START Data excerpts

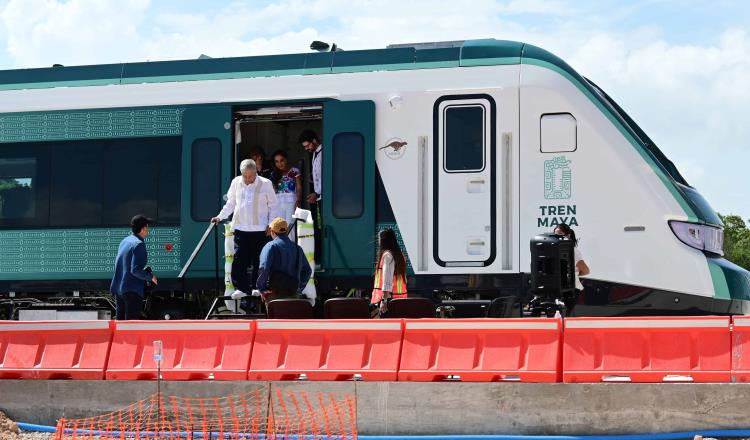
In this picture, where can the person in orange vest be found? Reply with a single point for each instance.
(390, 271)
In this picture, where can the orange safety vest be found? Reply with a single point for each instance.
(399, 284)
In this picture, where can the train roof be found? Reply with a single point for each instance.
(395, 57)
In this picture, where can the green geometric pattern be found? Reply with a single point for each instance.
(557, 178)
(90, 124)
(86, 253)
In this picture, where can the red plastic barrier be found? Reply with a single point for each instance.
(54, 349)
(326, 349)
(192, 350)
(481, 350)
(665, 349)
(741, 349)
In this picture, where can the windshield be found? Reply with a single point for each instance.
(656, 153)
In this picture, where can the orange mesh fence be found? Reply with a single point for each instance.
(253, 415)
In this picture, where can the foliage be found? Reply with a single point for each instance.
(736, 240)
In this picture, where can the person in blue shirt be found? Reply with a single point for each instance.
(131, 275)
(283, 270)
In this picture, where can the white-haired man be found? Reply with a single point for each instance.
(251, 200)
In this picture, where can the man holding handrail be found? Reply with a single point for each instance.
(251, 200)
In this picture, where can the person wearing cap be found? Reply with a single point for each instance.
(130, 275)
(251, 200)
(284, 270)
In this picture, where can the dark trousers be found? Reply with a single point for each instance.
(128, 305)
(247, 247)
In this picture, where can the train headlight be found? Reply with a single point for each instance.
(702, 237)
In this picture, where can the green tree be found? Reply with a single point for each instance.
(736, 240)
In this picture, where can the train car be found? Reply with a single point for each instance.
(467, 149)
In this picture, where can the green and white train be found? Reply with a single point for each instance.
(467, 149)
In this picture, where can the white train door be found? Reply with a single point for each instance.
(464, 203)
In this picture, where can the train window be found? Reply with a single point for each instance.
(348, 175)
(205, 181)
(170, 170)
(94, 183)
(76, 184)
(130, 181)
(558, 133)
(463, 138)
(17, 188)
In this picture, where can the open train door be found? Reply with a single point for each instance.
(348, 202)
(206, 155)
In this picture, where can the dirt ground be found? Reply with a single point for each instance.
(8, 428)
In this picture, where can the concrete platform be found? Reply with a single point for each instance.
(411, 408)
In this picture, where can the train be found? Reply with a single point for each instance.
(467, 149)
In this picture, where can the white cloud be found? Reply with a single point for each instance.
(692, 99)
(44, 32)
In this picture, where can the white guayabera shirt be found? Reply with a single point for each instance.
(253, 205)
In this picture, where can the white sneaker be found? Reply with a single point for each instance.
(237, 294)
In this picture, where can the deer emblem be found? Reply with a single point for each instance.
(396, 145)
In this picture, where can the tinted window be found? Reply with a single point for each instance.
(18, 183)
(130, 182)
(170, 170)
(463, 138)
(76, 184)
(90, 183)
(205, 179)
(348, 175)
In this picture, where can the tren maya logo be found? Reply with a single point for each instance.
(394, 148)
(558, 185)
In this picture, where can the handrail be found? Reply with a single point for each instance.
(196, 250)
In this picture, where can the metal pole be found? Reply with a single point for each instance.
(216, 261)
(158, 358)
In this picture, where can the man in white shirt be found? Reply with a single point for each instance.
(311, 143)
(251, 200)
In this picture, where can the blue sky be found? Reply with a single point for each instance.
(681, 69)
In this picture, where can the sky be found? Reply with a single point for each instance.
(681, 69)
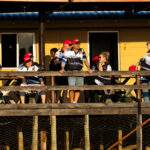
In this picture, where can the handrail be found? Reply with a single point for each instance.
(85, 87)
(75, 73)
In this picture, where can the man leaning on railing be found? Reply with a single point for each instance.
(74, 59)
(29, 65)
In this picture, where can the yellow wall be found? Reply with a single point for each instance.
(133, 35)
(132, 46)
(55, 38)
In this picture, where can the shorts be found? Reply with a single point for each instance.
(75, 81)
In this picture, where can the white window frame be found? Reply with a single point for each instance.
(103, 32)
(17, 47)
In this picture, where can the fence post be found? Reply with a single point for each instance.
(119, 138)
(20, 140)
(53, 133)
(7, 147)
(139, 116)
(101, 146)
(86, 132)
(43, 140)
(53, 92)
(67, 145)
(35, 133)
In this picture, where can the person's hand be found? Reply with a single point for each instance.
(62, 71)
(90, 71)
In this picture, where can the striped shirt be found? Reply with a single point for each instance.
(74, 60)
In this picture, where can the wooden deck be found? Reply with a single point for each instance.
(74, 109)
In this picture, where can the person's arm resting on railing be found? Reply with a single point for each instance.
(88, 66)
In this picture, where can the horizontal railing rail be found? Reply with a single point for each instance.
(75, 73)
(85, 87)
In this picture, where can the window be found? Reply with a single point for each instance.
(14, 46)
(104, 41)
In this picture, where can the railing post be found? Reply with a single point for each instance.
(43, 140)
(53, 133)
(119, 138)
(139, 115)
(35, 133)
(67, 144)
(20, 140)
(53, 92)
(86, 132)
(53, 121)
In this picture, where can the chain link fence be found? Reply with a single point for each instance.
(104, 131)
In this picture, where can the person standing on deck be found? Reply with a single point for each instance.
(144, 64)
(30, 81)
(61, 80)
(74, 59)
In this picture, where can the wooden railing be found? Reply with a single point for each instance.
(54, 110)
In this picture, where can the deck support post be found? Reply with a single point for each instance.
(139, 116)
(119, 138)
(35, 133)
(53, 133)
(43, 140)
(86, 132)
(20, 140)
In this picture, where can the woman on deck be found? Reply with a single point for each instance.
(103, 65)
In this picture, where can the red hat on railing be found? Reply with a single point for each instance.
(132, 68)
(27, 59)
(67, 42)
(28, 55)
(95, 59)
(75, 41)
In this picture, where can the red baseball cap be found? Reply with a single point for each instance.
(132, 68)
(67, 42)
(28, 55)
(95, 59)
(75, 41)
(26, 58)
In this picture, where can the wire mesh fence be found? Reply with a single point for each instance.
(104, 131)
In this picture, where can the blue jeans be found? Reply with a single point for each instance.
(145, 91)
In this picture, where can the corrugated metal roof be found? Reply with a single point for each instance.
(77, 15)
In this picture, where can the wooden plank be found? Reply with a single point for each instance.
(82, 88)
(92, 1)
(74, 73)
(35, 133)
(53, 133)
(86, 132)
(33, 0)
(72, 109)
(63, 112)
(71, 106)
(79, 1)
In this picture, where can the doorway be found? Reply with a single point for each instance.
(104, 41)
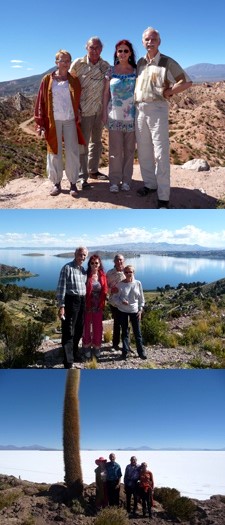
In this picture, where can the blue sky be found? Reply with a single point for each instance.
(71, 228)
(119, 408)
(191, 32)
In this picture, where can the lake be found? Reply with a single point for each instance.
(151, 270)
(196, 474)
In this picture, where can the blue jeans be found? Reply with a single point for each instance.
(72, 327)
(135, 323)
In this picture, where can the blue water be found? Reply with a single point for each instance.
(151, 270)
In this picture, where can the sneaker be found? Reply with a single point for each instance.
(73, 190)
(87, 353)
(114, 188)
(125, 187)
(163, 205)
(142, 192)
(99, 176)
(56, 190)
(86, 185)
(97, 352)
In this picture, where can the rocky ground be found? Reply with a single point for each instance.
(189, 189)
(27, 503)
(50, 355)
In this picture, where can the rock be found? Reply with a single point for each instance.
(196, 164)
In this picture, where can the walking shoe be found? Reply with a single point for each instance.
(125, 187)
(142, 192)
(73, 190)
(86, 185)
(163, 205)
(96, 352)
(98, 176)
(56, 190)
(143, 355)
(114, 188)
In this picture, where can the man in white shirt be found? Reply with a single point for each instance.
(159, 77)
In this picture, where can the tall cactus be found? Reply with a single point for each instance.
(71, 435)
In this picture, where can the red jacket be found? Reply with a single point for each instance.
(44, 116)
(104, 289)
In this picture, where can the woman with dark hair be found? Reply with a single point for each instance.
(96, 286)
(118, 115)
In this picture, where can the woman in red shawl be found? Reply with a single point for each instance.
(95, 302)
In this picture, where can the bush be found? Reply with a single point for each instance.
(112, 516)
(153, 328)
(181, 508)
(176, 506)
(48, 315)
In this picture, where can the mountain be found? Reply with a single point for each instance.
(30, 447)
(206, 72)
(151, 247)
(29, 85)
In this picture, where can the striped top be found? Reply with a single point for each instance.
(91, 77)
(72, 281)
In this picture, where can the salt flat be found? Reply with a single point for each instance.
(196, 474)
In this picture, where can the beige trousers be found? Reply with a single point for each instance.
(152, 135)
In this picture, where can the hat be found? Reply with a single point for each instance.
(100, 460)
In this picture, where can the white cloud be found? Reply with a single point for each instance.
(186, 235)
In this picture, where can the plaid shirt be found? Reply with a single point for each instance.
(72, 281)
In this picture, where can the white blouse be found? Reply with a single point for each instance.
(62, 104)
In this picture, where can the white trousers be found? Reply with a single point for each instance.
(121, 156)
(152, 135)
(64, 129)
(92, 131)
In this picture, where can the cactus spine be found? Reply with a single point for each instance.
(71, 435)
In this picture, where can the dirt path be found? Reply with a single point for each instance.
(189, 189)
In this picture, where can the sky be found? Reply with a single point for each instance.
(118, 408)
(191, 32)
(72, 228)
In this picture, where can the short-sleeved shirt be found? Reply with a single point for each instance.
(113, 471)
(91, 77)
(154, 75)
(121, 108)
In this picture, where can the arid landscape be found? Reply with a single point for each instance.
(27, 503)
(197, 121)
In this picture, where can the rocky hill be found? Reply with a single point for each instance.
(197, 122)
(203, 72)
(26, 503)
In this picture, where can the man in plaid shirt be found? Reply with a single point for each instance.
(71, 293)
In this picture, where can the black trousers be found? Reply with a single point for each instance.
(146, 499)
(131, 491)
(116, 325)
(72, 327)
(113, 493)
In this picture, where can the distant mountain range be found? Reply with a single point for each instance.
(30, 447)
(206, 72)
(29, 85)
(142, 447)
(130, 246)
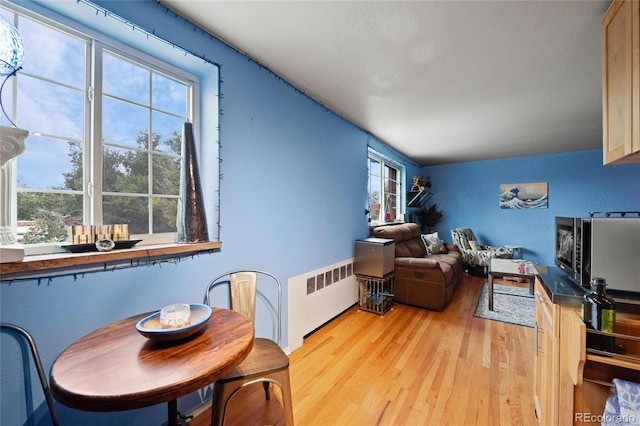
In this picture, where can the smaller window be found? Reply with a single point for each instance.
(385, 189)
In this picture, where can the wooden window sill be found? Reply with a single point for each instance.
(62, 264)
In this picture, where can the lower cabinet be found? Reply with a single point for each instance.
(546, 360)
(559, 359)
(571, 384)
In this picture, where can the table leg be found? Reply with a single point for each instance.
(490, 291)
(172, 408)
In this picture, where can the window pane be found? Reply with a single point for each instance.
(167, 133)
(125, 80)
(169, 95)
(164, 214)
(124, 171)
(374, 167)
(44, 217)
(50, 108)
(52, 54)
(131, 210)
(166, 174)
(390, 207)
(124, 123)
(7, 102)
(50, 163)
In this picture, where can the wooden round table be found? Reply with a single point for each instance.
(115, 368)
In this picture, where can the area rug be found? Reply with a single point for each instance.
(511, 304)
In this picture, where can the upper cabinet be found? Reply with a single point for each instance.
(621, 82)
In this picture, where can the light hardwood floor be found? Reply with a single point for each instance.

END Data excerpts

▶ Exercise aim
Starting at the line that contains "In this picture, where can the man in plaid", output every line through the end of the data, both ends included, and nothing else; pictures stay out.

▶ Answer area
In this picture, where can the man in plaid shirt be found? Reply with a single point for each instance.
(71, 293)
In this picture, where can the black trousers be found? Reply with a single point for each instance.
(146, 499)
(131, 491)
(116, 325)
(72, 327)
(113, 493)
In this picture, where can the distant mountain range be found? Reply with a single point for each instance.
(30, 447)
(206, 72)
(29, 85)
(142, 447)
(130, 246)
In this picture, where can the smaller window be found? Reply with a single point for each instance.
(385, 189)
In this picture, where can the wooden window sill be found? Reply with a single point for each instance.
(62, 264)
In this picture, where can the lower cabinet be found? Reply with a single point for each instance.
(546, 360)
(559, 359)
(571, 384)
In this picture, where can the table leg be found? Reply with a single point for each instance.
(490, 291)
(172, 408)
In this picture, where can the window pane be found? Reply with a single point for each instance.
(167, 133)
(125, 80)
(169, 95)
(164, 214)
(124, 171)
(374, 167)
(44, 217)
(50, 108)
(52, 54)
(131, 210)
(166, 174)
(390, 207)
(124, 123)
(7, 102)
(50, 163)
In this picture, where can the wooden round table be found? Reply with a single point for each instance.
(115, 368)
In this picture, where can the area rug be found? Reply with a single point for each instance.
(511, 304)
In this picture, where can the upper cabinet be found? Reply with a single point for each instance.
(621, 82)
In this picture, where can the light hardwood floor be found? Reply with a single point for each instance.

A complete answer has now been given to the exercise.